══ PAGE TEXT

Often a spring highlight but never wholly reliable is one of our most delightful little butterflies, Green Hairstreak. This year was a good year for them, from mid-April into early June.
Insect numbers started to shoot up from June, and there were more Four-spotted Chasers around the ponds, often posing perfectly, than I have seen before. A sawfly (possibly Tenthredo colon) taught me something of which I was previously unaware, that some sawfly adults are predators, this one demolishing an Alderfly.
And our Moth Morning the same month produced excellent numbers of Elephant Hawk-moths and (here) the scarcer Small Elephant Hawk-moth.
June and July produced hitherto unprecedented numbers of Jersey Tiger moths around the garden…
… while early July witnessed the ‘insect blizzard’, a remarkable influx of hoverflies and ladybirds in particular, which cleared the garden of Black Bean Aphids in just a few days before they moved on through. And associated with this influx was rarer fare, including a couple of Long-tailed Blue butterflies, a first for the garden and perhaps only the seventh record for Essex. Ever!

════
══ RECORD EXCERPTS

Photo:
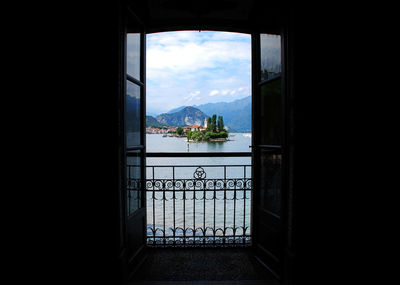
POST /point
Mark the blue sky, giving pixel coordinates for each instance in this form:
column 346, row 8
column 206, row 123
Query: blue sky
column 194, row 68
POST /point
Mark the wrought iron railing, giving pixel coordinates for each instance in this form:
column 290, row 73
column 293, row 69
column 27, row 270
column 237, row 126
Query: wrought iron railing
column 197, row 205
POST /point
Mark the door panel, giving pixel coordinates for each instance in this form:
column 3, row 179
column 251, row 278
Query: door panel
column 268, row 156
column 135, row 151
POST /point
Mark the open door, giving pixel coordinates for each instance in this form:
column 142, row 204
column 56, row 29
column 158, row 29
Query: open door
column 134, row 140
column 268, row 136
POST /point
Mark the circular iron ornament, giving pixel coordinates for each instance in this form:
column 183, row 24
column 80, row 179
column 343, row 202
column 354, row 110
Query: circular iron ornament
column 199, row 173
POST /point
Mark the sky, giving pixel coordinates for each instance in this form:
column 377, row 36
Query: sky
column 189, row 68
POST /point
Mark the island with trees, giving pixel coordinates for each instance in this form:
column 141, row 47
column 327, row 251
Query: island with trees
column 214, row 131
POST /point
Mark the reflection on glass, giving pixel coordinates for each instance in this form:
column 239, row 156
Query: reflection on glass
column 270, row 46
column 132, row 113
column 271, row 113
column 270, row 181
column 133, row 181
column 133, row 55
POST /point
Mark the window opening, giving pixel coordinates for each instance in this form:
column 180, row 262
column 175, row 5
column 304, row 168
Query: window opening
column 198, row 133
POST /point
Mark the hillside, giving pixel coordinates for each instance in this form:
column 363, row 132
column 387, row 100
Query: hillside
column 152, row 122
column 237, row 114
column 185, row 117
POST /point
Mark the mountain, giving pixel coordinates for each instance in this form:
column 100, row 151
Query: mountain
column 185, row 117
column 152, row 122
column 237, row 114
column 176, row 109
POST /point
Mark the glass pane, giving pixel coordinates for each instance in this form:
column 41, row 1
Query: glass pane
column 133, row 184
column 270, row 46
column 270, row 181
column 132, row 114
column 133, row 55
column 271, row 113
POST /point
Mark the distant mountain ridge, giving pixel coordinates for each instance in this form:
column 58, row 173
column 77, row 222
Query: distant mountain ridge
column 187, row 116
column 237, row 114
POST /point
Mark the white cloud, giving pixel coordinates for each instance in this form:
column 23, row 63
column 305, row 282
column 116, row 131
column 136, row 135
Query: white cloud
column 214, row 92
column 176, row 52
column 192, row 95
column 182, row 65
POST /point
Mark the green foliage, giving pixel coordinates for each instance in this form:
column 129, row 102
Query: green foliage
column 197, row 136
column 179, row 131
column 220, row 123
column 214, row 123
column 189, row 134
column 209, row 124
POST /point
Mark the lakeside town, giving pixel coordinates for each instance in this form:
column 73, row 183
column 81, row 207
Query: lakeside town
column 212, row 130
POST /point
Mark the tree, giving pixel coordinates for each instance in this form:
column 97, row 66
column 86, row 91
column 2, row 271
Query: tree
column 209, row 124
column 220, row 123
column 214, row 123
column 179, row 131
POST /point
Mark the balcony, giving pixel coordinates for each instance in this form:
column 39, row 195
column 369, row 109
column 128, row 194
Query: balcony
column 196, row 205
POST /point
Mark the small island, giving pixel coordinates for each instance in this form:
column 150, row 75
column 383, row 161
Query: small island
column 213, row 131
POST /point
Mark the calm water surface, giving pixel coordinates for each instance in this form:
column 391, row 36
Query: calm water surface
column 235, row 213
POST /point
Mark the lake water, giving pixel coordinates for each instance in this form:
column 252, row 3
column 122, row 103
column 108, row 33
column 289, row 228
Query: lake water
column 199, row 209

════

*TO BE DONE*
A) From the account of the garden's insects, reproduce verbatim the passage that begins with the words "And our Moth" and ends with the words "for Essex. Ever!".
B) Summarize the account of the garden's insects in two sentences.
C) Extend the account of the garden's insects, beginning immediately after its final sentence.

*RESULTS IN ORDER*
A)
And our Moth Morning the same month produced excellent numbers of Elephant Hawk-moths and (here) the scarcer Small Elephant Hawk-moth.
June and July produced hitherto unprecedented numbers of Jersey Tiger moths around the garden…
… while early July witnessed the ‘insect blizzard’, a remarkable influx of hoverflies and ladybirds in particular, which cleared the garden of Black Bean Aphids in just a few days before they moved on through. And associated with this influx was rarer fare, including a couple of Long-tailed Blue butterflies, a first for the garden and perhaps only the seventh record for Essex. Ever!

B) Green Hairstreaks had a good year from mid-April into early June, and from June insect numbers rose sharply, bringing more Four-spotted Chasers than previously seen, a sawfly preying on an Alderfly, many Elephant Hawk-moths at the Moth Morning, and unprecedented numbers of Jersey Tiger moths. In early July an "insect blizzard" of hoverflies and ladybirds cleared the garden of Black Bean Aphids within a few days and brought rarer visitors, including a couple of Long-tailed Blue butterflies, a first for the garden.

C)
Another influx was of Stomorhina lunata, the Locust Blowfly, a parasite of locusts originating from much further south in Europe, or perhaps even Africa. We have had one previous record of this fly (in 2016) which was only the third in Essex (and perhaps 30 nationally), but in August and September we were seeing them in multiples of ten or more at times, part of a surge of records nationally.
Of concern to rhododendrophiles maybe, but that beautiful creature the Rhododendron Leafhopper put in its long-anticipated first appearance in September. This was to be expected as it seems now to be found on Rhododendron almost throughout Essex, but for some reason had missed us out.
And for me the absolute highlight of highlights (from October) was the appearance of another parasitic fly, this one on shieldbugs, called Ectophasia crassipennis. Another most beautiful insect, this was only the second time it has turned up in Essex, and was the first time I have ever seen it away from the Pyrenees.
In a few days time, the cycle of the year will start to turn again, and we will see the return of the light. I for one look forward to 2026 being just as exciting, if not more so, than 2025.